» **PROVIDED RECORDS**:
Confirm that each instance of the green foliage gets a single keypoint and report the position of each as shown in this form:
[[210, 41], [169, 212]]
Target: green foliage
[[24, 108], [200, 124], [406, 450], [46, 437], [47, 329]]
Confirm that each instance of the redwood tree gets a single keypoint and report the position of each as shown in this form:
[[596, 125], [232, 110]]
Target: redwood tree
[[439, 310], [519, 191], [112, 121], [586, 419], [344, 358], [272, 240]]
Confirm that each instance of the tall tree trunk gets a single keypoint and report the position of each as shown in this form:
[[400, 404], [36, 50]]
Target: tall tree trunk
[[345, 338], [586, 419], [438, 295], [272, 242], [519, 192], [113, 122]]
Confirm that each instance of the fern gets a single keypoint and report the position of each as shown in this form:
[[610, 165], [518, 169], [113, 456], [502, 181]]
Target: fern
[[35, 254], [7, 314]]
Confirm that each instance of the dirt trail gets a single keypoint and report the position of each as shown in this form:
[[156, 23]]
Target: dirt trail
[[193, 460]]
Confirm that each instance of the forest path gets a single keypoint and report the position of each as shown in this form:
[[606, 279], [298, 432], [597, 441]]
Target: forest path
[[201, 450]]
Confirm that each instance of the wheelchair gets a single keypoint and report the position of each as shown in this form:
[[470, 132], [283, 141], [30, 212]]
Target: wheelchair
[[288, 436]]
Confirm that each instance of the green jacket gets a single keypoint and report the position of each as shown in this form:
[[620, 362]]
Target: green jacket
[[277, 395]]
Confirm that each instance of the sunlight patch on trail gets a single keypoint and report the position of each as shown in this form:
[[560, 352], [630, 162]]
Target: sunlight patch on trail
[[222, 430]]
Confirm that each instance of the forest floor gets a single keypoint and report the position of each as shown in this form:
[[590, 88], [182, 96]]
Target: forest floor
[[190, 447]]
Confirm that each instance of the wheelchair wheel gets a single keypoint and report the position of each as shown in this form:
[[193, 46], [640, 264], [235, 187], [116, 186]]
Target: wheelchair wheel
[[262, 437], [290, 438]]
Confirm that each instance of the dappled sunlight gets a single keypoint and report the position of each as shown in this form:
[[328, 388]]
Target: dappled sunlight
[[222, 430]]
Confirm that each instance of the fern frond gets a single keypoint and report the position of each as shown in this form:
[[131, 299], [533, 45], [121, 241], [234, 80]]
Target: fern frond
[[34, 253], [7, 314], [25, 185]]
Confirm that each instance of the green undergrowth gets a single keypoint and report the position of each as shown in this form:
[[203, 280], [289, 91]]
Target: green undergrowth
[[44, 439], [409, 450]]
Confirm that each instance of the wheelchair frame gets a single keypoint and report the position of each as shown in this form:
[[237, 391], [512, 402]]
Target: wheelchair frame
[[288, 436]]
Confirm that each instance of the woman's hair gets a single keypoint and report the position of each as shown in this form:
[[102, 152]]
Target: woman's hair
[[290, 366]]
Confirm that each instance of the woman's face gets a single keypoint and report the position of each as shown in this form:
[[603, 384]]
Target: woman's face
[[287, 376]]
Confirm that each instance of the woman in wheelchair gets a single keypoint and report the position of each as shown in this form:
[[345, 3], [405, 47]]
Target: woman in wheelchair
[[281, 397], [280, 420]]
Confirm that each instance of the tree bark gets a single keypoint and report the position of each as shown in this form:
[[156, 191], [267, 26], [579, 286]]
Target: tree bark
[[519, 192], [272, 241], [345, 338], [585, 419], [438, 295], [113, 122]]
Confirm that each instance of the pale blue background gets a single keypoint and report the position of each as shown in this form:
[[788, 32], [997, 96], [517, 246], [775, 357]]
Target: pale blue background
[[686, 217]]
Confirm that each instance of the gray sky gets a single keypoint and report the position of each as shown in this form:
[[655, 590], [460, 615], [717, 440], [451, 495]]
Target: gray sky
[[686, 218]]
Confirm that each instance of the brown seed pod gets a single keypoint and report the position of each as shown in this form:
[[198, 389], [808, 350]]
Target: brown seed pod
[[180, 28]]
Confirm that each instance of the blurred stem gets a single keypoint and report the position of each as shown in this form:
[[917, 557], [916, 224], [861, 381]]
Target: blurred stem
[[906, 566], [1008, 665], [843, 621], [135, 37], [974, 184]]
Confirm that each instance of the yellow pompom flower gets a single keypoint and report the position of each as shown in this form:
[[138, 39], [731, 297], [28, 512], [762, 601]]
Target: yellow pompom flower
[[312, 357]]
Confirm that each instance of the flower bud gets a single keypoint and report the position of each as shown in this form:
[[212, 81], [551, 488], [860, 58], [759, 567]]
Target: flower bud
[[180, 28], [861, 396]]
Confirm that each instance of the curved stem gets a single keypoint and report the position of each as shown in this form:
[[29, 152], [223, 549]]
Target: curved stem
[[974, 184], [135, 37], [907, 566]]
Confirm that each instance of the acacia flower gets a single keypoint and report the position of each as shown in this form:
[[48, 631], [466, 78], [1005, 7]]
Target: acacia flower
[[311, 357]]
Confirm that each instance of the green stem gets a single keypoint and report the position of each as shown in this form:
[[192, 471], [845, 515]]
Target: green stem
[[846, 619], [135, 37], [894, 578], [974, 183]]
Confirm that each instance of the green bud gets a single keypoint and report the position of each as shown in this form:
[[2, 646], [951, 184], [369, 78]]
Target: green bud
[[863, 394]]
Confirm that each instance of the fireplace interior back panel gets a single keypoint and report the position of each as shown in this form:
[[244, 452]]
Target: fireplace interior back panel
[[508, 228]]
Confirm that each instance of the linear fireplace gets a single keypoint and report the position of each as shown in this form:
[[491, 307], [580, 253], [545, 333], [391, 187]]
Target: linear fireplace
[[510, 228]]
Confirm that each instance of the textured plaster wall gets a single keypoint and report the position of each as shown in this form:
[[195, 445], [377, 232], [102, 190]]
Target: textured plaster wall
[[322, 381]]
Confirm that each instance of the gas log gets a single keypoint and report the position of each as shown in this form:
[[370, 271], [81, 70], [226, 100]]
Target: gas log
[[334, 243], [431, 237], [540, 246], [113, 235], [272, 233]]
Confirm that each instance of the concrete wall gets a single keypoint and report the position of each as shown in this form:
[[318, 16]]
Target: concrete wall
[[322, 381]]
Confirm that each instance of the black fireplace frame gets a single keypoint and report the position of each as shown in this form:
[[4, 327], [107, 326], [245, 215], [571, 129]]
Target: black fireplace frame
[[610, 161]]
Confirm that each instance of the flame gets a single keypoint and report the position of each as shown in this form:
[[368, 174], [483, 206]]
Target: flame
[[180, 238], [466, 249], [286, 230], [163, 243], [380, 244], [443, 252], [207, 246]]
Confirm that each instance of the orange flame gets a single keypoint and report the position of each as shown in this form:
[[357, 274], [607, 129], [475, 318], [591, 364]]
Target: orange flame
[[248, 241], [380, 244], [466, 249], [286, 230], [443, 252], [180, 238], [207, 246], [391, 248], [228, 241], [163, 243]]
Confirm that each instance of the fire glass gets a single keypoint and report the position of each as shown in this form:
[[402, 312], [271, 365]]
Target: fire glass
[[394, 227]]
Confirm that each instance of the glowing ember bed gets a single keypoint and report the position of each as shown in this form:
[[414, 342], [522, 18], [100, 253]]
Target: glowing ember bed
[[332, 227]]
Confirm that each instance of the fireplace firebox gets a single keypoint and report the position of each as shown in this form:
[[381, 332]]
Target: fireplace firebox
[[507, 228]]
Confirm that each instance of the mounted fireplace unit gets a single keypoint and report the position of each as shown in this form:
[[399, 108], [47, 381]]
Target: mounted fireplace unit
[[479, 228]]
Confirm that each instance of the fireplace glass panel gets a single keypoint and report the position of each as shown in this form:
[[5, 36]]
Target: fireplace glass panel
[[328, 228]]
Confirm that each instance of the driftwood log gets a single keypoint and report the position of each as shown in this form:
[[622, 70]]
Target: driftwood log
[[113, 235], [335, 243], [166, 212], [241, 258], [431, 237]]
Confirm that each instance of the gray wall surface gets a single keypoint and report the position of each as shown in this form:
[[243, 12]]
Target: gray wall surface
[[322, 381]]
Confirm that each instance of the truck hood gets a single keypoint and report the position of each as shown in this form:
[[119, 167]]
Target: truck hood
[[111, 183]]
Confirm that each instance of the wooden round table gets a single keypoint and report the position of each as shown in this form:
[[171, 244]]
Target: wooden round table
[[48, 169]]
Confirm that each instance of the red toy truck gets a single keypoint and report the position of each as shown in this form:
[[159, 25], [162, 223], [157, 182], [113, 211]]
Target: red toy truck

» **PROMPT**: The required output is the stretch of entries above from the line containing "Confirm that each instance of the green jacket" through the line containing "[[102, 152]]", reproduced exactly.

» **RESPONSE BELOW**:
Confirm that each instance of the green jacket gets a single keypoint and report the position of each as shown in this form:
[[620, 362]]
Target: green jacket
[[277, 395]]
Confirm that each instance of the sunlight patch on trail gets a single keypoint and report the position of each as shown in this form:
[[560, 352], [630, 162]]
Target: sunlight patch on trail
[[222, 430]]
Confirm that each instance of the forest floor gets a single keypoint and report the position of each as shown in this form:
[[590, 88], [182, 96]]
Target: forest floor
[[190, 447]]
Confirm that each instance of the wheelchair wheel gets a single keypoint and report the position of each as shown in this form:
[[193, 46], [640, 264], [235, 187], [116, 186]]
Target: wheelchair wheel
[[262, 437], [290, 438]]
Confirm that each instance of the dappled sunlight gets a single keypoint and report the position of each as shown in this form:
[[328, 388]]
Target: dappled sunlight
[[222, 430]]
Confirm that each instance of the fern frond gets a single keypoint and report the position of each as shown in this form:
[[131, 299], [533, 45], [121, 241], [234, 80]]
Target: fern frond
[[34, 253], [7, 314], [25, 185]]
Confirm that each instance of the green undergrowth gets a single keypoint and report the position of each as shown in this form:
[[203, 280], [289, 91]]
Target: green undergrowth
[[44, 439], [409, 450]]
Confirm that each instance of the wheelchair frame gets a single keypoint and report the position of each as shown in this form:
[[237, 391], [512, 402]]
Target: wheelchair frame
[[288, 436]]
Confirm that each instance of the woman's hair gets a single keypoint and report the position of each as shown in this form:
[[102, 152]]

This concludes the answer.